▶ _To do_: Print out the data precisely as it appears here, with no pictures.

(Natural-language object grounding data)
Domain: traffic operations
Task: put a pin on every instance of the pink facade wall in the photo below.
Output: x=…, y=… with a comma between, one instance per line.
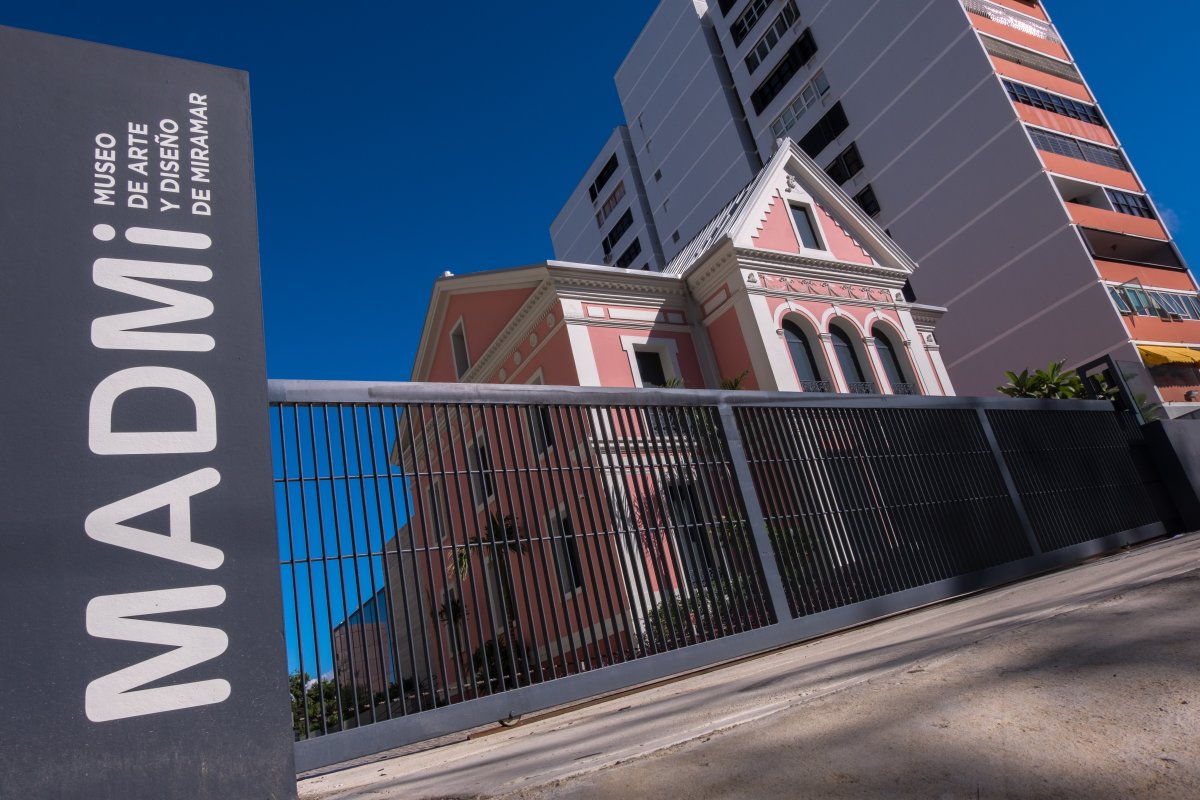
x=730, y=348
x=485, y=314
x=612, y=360
x=839, y=241
x=862, y=322
x=775, y=230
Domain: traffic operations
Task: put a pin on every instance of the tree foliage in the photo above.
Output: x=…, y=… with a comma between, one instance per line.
x=1053, y=383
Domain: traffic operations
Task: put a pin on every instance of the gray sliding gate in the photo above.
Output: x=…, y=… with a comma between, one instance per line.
x=459, y=554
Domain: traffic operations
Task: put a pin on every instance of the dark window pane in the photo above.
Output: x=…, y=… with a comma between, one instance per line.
x=618, y=229
x=649, y=367
x=846, y=356
x=805, y=228
x=803, y=358
x=868, y=202
x=891, y=359
x=827, y=128
x=630, y=253
x=797, y=55
x=606, y=172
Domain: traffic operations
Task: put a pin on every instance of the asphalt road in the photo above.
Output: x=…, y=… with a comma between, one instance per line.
x=1080, y=684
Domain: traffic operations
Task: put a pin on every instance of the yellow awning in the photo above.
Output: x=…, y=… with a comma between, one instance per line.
x=1157, y=354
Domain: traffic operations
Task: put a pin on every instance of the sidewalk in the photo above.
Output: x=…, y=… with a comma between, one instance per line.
x=1080, y=684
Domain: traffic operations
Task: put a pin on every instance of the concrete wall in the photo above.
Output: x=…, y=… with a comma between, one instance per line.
x=683, y=122
x=575, y=233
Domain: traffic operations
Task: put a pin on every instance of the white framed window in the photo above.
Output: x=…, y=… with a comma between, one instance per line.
x=459, y=348
x=808, y=230
x=653, y=361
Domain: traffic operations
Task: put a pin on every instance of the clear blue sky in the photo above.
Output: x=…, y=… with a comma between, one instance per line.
x=379, y=131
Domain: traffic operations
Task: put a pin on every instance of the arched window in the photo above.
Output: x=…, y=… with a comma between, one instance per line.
x=892, y=364
x=851, y=367
x=804, y=359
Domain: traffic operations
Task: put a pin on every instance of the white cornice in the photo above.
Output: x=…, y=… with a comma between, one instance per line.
x=534, y=308
x=773, y=260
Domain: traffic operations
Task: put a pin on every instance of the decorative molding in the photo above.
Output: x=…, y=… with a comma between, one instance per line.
x=537, y=306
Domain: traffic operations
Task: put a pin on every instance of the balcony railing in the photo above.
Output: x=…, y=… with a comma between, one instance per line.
x=999, y=13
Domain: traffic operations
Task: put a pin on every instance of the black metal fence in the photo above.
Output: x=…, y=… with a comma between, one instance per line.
x=460, y=554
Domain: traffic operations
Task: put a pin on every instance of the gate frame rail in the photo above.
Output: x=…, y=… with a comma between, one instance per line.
x=377, y=737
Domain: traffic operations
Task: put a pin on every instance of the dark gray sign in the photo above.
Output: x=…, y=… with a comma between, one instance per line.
x=139, y=588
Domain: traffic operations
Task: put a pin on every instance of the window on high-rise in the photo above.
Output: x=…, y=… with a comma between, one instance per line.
x=1072, y=148
x=630, y=253
x=826, y=130
x=847, y=164
x=745, y=22
x=1133, y=299
x=762, y=48
x=805, y=98
x=624, y=223
x=797, y=55
x=610, y=204
x=1055, y=103
x=606, y=172
x=1128, y=203
x=805, y=228
x=868, y=202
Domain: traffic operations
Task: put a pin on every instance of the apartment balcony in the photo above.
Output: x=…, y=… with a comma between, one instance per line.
x=1065, y=125
x=1176, y=383
x=1089, y=172
x=1114, y=221
x=1030, y=7
x=1015, y=35
x=1117, y=254
x=1043, y=79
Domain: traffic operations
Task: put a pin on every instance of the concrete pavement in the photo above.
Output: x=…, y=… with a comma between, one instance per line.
x=1084, y=683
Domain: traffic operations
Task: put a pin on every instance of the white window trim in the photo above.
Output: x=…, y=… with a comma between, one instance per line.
x=460, y=328
x=667, y=348
x=815, y=218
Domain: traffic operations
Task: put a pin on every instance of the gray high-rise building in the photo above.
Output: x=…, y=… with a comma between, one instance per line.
x=964, y=126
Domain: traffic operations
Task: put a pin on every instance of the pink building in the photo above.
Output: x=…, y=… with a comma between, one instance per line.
x=790, y=288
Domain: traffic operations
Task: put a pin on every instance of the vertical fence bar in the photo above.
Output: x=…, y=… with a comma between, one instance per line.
x=1007, y=476
x=690, y=521
x=754, y=512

▶ _Answer section_:
Domain: traffic operations
Task: put a pin on every instance of the pink facade wall in the photo below.
Output: x=…, y=… with a comma between, one instance per line.
x=730, y=348
x=485, y=314
x=612, y=360
x=839, y=241
x=862, y=322
x=775, y=230
Domain: traffic operations
Task: put a pin on every instance of the tree foliage in the photo above.
Output: x=…, y=… with a comma between, one instance per line.
x=1053, y=383
Domain: traffic operations
Task: put a pin on every instance of the gray sliding gate in the photo above.
Output: x=…, y=… with a comma between, one instance per line.
x=459, y=554
Domain: traffic operations
Task: put a pin on every instance of the dark window pane in the photo above.
Output: x=…, y=… with a comma between, one instance per line.
x=618, y=229
x=649, y=367
x=846, y=356
x=805, y=228
x=803, y=358
x=868, y=202
x=891, y=359
x=827, y=128
x=630, y=253
x=797, y=55
x=606, y=172
Domain: traffic operations
Task: put a pin on every instance of the asphalt road in the photo above.
Output: x=…, y=… with a comma between, one instance per line.
x=1080, y=684
Domain: traffic operations
Task: put a pin on every instance of the yellow awning in the photo above.
Output: x=…, y=… with a comma between, one instance per line.
x=1157, y=354
Domain: traffic operations
Task: put a pin on every instance of the sidewalk in the photo above.
Output: x=…, y=… with a comma between, one instance per line.
x=1080, y=684
Domain: traffic operations
Task: put a pin on every instance of the concrete wall in the photo above.
Output: x=…, y=… with a comma between, one instance per line.
x=683, y=122
x=575, y=233
Domain: traffic operations
Task: put a pin on every instance of the white framed window in the photo above.
Output: x=…, y=… with a comma between, one instance per line.
x=459, y=348
x=808, y=230
x=653, y=361
Domain: traffic operations
Task: put a pin on every instance of the clear blue sky in the photo above.
Output: x=…, y=… with a comma between, one instance per line.
x=379, y=131
Domain: traffic operations
Task: put a pin on every instance of the arched window in the photo above.
Output: x=…, y=… with a comma between, one instance per line.
x=892, y=364
x=851, y=367
x=804, y=359
Domain: traffic operations
Task: put a pin on every instance of the white cornice in the photo above.
Output: x=…, y=… with a comma between, one instance per line.
x=534, y=308
x=773, y=260
Domain: traffic operations
Task: put a pin on every instance of the decorative molding in the photo above.
Output: x=…, y=… with a comma between, one instance per line.
x=537, y=306
Domain: traffic operations
Task: put a pin on every instance of the balcony railing in the photo above.
Output: x=…, y=… with a comma between, one instance per line.
x=999, y=13
Domain: traffic operations
Task: put a pin on every instance of the black metal fence in the photo above.
Output: x=…, y=… with a comma between, one instance per line.
x=460, y=554
Domain: traffic operations
Task: put a pin on every instance of the gate frame rail in the photo above.
Output: x=…, y=… with a comma between, one instance per line.
x=377, y=737
Domain: traffic operations
Task: put a pin on every instance of the dark gray sign in the photo above.
Output: x=…, y=… with a comma between, one instance per line.
x=139, y=588
Domain: traffic operations
Task: put a pin on every instance of the window on high-rise in the photo above.
Output: x=…, y=… with a comma between, one instance per line.
x=1072, y=148
x=630, y=253
x=826, y=130
x=847, y=164
x=745, y=22
x=1133, y=299
x=762, y=48
x=805, y=98
x=624, y=223
x=797, y=55
x=610, y=204
x=1055, y=103
x=606, y=172
x=1128, y=203
x=805, y=228
x=868, y=202
Domain: traffic operations
Task: put a pin on every instance of the apartment balcony in the photo above.
Output: x=…, y=… with a comma between, one instance per line.
x=1065, y=125
x=1176, y=383
x=1089, y=172
x=1114, y=221
x=1030, y=7
x=1015, y=35
x=1117, y=254
x=1043, y=79
Domain: traffic operations
Task: put a pin on every instance of the concrete pavement in the photo above.
Output: x=…, y=… with a comma between, one instance per line.
x=1084, y=683
Domain: traffic operations
Task: put a pin on every instance of the white window trim in the photo above.
Output: x=…, y=… with a comma between, one instance per line.
x=460, y=328
x=667, y=348
x=815, y=218
Domain: traffic operations
Task: put a pin on every instance of the gray high-rise building in the photo above.
Output: x=…, y=… with a comma between, one instance per line.
x=964, y=126
Domain: traffic operations
Task: put a pin on every instance of the pink building in the photo above.
Output: x=…, y=… with a comma between, one instance per line.
x=790, y=288
Domain: traffic operations
Task: put a pin on every instance of the vertical fence bar in the photo above.
Output: x=…, y=… with a comma between, one instance per line.
x=1007, y=476
x=690, y=521
x=754, y=512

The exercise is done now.